--- Work instruction ---
Pictures are to be left out, but please repeat each record exactly.

--- Data supplied ---

------------------------------------------------------------

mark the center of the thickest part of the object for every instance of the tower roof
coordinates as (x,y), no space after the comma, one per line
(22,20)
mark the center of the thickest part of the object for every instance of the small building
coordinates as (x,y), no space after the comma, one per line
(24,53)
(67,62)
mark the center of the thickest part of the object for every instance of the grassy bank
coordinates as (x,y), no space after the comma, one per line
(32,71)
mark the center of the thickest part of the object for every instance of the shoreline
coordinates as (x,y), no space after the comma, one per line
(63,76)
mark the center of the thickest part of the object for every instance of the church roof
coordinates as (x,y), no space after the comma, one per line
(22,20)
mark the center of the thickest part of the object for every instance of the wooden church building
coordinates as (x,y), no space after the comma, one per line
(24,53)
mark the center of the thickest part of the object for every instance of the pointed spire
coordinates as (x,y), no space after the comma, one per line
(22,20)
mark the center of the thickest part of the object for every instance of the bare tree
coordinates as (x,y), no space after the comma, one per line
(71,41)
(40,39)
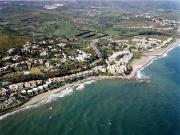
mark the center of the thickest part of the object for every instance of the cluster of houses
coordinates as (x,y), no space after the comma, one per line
(39,54)
(8,95)
(150,43)
(116,64)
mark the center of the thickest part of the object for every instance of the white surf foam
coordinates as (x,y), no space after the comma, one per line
(54,97)
(82,86)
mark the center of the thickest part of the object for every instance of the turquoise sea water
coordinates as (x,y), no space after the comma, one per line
(110,107)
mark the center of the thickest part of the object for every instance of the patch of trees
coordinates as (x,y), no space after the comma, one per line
(151,33)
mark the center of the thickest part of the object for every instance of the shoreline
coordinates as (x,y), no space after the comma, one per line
(138,65)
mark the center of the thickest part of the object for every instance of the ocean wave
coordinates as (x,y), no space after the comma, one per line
(82,86)
(54,97)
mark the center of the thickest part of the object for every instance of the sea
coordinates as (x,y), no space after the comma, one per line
(108,107)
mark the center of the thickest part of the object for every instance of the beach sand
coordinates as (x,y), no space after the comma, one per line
(137,65)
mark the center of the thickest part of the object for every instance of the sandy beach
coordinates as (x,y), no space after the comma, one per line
(137,65)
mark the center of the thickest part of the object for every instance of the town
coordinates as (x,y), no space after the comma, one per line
(51,60)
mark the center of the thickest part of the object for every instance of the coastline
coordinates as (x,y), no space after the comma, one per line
(137,65)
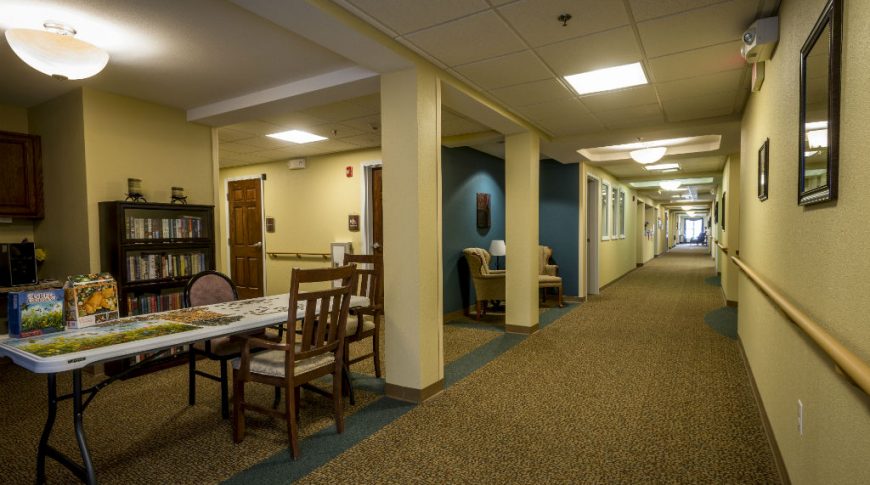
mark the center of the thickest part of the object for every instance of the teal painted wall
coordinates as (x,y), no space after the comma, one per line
(559,219)
(465,172)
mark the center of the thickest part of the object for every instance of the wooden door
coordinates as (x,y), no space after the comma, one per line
(246,237)
(377,211)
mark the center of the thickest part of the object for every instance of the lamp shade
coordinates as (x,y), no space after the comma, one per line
(648,155)
(497,247)
(61,56)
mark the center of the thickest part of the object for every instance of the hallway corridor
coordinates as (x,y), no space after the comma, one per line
(631,387)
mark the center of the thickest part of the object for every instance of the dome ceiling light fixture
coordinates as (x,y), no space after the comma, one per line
(56,52)
(648,155)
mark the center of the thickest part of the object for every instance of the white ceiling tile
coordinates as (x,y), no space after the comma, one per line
(396,15)
(698,86)
(722,57)
(255,127)
(469,39)
(578,124)
(230,135)
(517,68)
(697,28)
(698,107)
(631,117)
(366,140)
(623,98)
(532,93)
(239,148)
(335,131)
(537,20)
(596,51)
(648,9)
(340,111)
(559,108)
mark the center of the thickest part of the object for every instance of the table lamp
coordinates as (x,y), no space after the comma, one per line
(497,249)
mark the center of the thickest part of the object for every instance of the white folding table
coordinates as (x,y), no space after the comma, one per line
(73,350)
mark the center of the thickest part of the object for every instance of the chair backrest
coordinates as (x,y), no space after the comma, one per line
(478,261)
(325,318)
(369,278)
(209,287)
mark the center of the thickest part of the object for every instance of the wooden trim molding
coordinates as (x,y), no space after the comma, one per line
(521,329)
(409,394)
(765,421)
(853,368)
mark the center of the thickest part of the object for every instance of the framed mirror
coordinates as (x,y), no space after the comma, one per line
(820,108)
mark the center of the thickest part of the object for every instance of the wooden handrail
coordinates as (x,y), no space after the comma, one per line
(848,363)
(274,254)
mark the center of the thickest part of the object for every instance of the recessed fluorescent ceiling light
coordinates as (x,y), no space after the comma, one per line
(297,136)
(655,183)
(675,146)
(662,166)
(607,79)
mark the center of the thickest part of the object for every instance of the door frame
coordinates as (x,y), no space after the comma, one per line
(226,241)
(366,204)
(593,226)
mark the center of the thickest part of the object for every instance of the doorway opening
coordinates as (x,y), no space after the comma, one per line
(593,188)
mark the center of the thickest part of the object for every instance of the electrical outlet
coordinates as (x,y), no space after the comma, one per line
(800,417)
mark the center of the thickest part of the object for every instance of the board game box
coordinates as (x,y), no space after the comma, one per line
(33,313)
(90,299)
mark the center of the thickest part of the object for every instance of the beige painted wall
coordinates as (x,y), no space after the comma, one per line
(729,237)
(814,255)
(13,118)
(310,208)
(126,137)
(616,256)
(64,230)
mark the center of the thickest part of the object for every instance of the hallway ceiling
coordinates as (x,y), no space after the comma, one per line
(258,66)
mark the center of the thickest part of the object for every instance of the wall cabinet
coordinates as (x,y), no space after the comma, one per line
(20,176)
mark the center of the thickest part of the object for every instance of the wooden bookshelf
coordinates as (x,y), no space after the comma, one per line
(152,250)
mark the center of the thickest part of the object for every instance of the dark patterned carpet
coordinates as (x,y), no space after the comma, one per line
(632,387)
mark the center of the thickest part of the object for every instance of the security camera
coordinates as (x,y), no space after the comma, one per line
(760,39)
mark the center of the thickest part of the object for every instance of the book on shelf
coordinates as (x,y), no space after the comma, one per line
(155,266)
(153,302)
(182,227)
(33,313)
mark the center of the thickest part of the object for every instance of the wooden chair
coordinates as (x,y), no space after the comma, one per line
(369,283)
(207,288)
(319,351)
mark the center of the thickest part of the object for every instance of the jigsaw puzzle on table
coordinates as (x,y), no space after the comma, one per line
(94,337)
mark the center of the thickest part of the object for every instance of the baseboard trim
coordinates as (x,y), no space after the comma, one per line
(765,422)
(521,329)
(409,394)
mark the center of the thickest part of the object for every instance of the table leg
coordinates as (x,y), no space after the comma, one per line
(46,431)
(78,421)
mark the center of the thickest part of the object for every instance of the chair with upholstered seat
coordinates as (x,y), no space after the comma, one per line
(548,274)
(489,284)
(318,352)
(367,324)
(207,288)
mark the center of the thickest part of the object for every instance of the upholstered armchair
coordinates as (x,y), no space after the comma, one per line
(547,273)
(489,284)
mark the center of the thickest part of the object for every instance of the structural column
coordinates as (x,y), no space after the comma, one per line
(411,150)
(522,169)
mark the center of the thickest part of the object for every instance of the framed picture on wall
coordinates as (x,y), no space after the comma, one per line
(483,216)
(763,169)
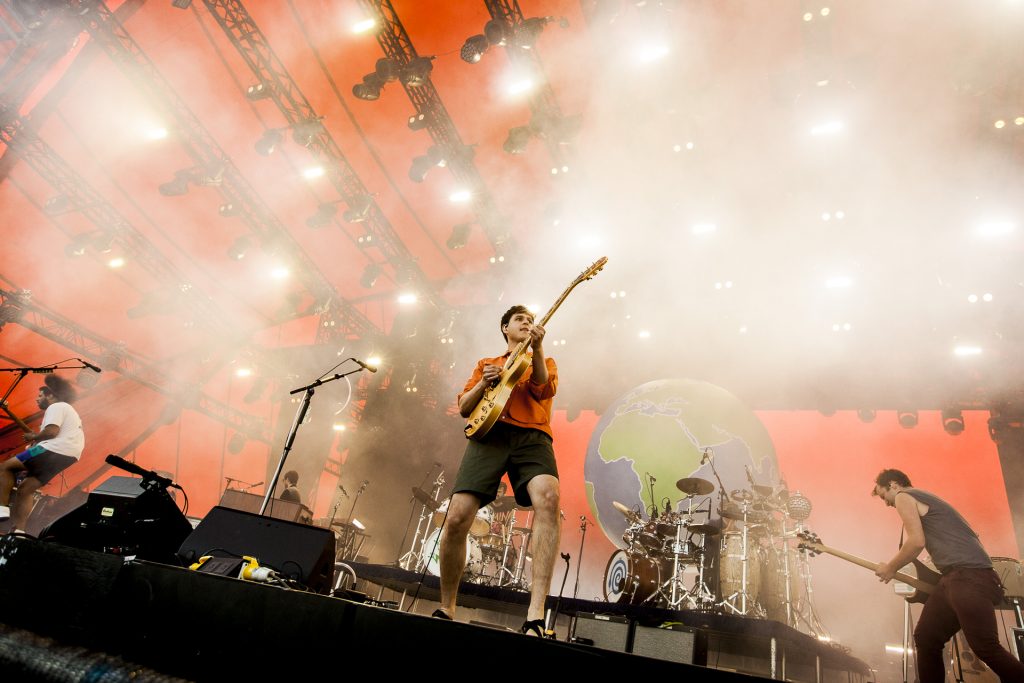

------------------------------------------------------------

--- The completed task ---
mark the center of the thickest part of the object for every instance of the tower roof
coordinates as (x,y), no space after the comma, one per line
(22,20)
mark the center of the thickest part of the object for every instance of the small building
coordinates as (x,y), no space after the comma, one per line
(24,53)
(67,62)
mark the center of the thickest part of the object for every instance of the grassy bank
coordinates as (x,y), no space after the comma, one per line
(32,71)
mark the center of the thickest part of the object for every instance of the shoreline
coordinates as (x,y), no space after the comma, one per line
(63,76)
mark the center of the thickest part of the object for every instance of the church roof
coordinates as (x,y), no space after the comma, one per line
(22,20)
mark the center of the thickest part of the object for every instance of the wooden church building
coordinates as (x,y), no space after the comma, one per line
(24,53)
mark the center of the thickest part of the object for every instance of the pointed spire
coordinates as (x,y), no space after the comma, one per line
(22,20)
mark the center of the thickest part of the object for every instance of the bare tree
coordinates as (x,y), no space after the comma, one per line
(71,41)
(40,39)
mark the center of the thickest part of the object for every instance of the cluster of houses
coordinates as (x,y), no space after the comma, one per line
(39,54)
(8,95)
(150,43)
(116,64)
mark the center of the thickest part of the object for every instance of the white surf foam
coordinates as (x,y), no space after the comma, one per line
(54,97)
(82,86)
mark the center of the thickest part of the object for every instance of the turquoise sea water
coordinates as (x,y), no space after the comma, one per line
(110,107)
mark the center of the thickest part of the object for every instance of the patch of trees
coordinates as (x,y), no space after the comma, one per line
(151,33)
mark the center of the thickest part of the object for every instance of the shoreline
coordinates as (x,y), no space after the comma, one per line
(138,65)
mark the center of the thickest part of the object for every instance of the ocean wave
coordinates as (x,y), no space after the comma, one per line
(82,86)
(54,97)
mark the center of the thickest part of the object for every instance of the sea
coordinates as (x,y), no space after the comma, one per line
(108,107)
mark the center of the thickest part of the object for every instance of the beach sand
coordinates as (x,y), no space after the comma, one per line
(137,65)
mark the center of the thickest part of the object for every instance of the sandy beach
coordinates as (x,y), no space after the comma, one per line
(137,65)
mark the center of the thickest part of the object for every instance of the town
coordinates as (x,y), no space after the comma, one per line
(51,60)
mark the center of the thickest part of the object for every instance of the coastline
coordinates as (x,y), no space after the comma, one per line
(137,65)
mark the center of the thickest part of the object for every instance of the teal painted wall
coordinates as (x,y), no space after the comma, one per line
(559,219)
(465,172)
mark the center of the thickest part of the object for every instance of the wooden door
coordinates as (x,y), no space after the comma, one per line
(246,237)
(377,211)
mark the center of the thickest part of the object for every instance of the lamp shade
coordinates as (x,y), no space after the comma, one per line
(648,155)
(497,247)
(61,56)
mark the center of the thickest part of the object for every instance of the hallway corridor
coordinates as (x,y), no space after the comma, one per line
(631,387)
mark the center of the thickest part of the object for every instance of the dome ceiling light fixture
coordinates as (x,y), no space after the comma, one per line
(56,52)
(648,155)
mark the center of the thickest part of the object for every instance of the white ceiling tile
coordinates as (x,y), no space after the comma, one per line
(396,15)
(698,86)
(722,57)
(255,127)
(469,39)
(578,124)
(230,135)
(517,68)
(697,28)
(698,107)
(631,117)
(366,140)
(623,98)
(532,93)
(239,148)
(335,131)
(537,20)
(596,51)
(648,9)
(340,111)
(559,108)
mark the center of the thickest part of the object for every instance of the table lamp
coordinates as (x,y), no space after the comma, one per line
(497,249)
mark the center of the thickest part of the object for every instance of the white folding table
coordinates as (x,y), no space after the comma, one per line
(73,350)
mark the center of the thickest part of the object for every instance of the chair backrest
coordinates as (x,y), no space after the comma, one per line
(478,261)
(325,318)
(369,278)
(209,287)
mark the center of the thickest part of the object for every instance of the wooden trim molding
coordinates as (x,y), no space after the comma, one per line
(521,329)
(409,394)
(765,421)
(853,368)
mark the center of the thickest part of the object for every instance of the framed mirror
coordinates as (x,y), no space after the comma, one per line
(820,108)
mark the center of the thickest part of the object for every instance of the wooden handrail
coordinates as (x,y), no space after the comma, one per line
(848,363)
(274,254)
mark the center of the thickest part of the object for every instance of the recessed fluorescent ceiling light
coordinates as (x,y), no space after the comma, one per line
(297,136)
(655,183)
(675,146)
(662,166)
(607,79)
mark the center of the thickest part of the object for every instance of the door frame
coordinates as (x,y), no space after the comma, one per line
(226,241)
(366,204)
(593,226)
mark the center of the thickest part of the object for every instance of the doorway opening
coordinates as (x,y), no space after the comma, one per line
(593,188)
mark the center of the thickest part of the object for every instance of the electrical outlet
coordinates as (x,y), no space after the comma, one per line
(800,417)
mark the center of the thickest part of the object for every instance of the board game box
coordinates as (x,y), no space after the comma, one per line
(33,313)
(90,299)
mark the center of the thickest part of the object for every instance of the beige painted wall
coordinates as (x,y), no space after the comma, one per line
(729,237)
(814,255)
(13,118)
(310,208)
(126,137)
(616,256)
(64,230)
mark the center of the thickest part of the object for every instance of the hallway ceiling
coordinates as (x,y), no space after the comma, one per line
(258,66)
mark the center of the thickest part of the object for every instance of the wall cabinet
coordinates as (x,y), no space after the comma, one per line
(20,176)
mark the center of the thickest part of the object for every instance of the wooden bookshelf
coordinates as (x,y), no space after the comma, one per line
(152,250)
mark the center of the thickest part of the object for every instance of the dark patterned carpet
coordinates as (x,y), no space after the comma, one per line
(632,387)
mark the center of the thickest part of the object for every instance of the security camera
coordinates as (x,y), no space after the comma, one per line
(760,39)
mark the center of the thickest part of the object for every instance of the book on shelf
coordinates as (x,y), no space after the comma, one per line
(155,266)
(153,302)
(182,227)
(33,313)
mark the center of the thickest part of the object for every instance of the wooden chair
coordinates as (x,y), no space after the comma, one per line
(369,283)
(207,288)
(319,351)
mark the center of the thickest part of the object for every instance of the jigsaw puzzle on table
coordinates as (x,y), no space after the comma, one per line
(94,337)
mark the center of the thickest part of the object for every instance of the baseboard trim
coordinates as (x,y), no space after the comma, one per line
(765,422)
(521,329)
(409,394)
mark the center of the thickest part of the object for every instance of the table leg
coordinates as (x,y), no space after the comma, one per line
(46,431)
(78,421)
mark the center of the thickest part of the object for every instance of the chair with upholstered seat
coordinates as (x,y), no space after the comma, one per line
(548,274)
(489,284)
(318,352)
(367,324)
(207,288)
mark the center of the thickest part of the object for every instance of the upholstered armchair
coordinates as (x,y), no space after the comma, one per line
(547,273)
(489,284)
mark the center of the thickest part of the object for every instance of the structural column
coordinates as (x,y), no space after the comma, one per line
(411,150)
(522,169)
mark the center of the thickest part of the object for every instance of the framed picture on wall
coordinates as (x,y), no space after the comma, one per line
(483,216)
(763,169)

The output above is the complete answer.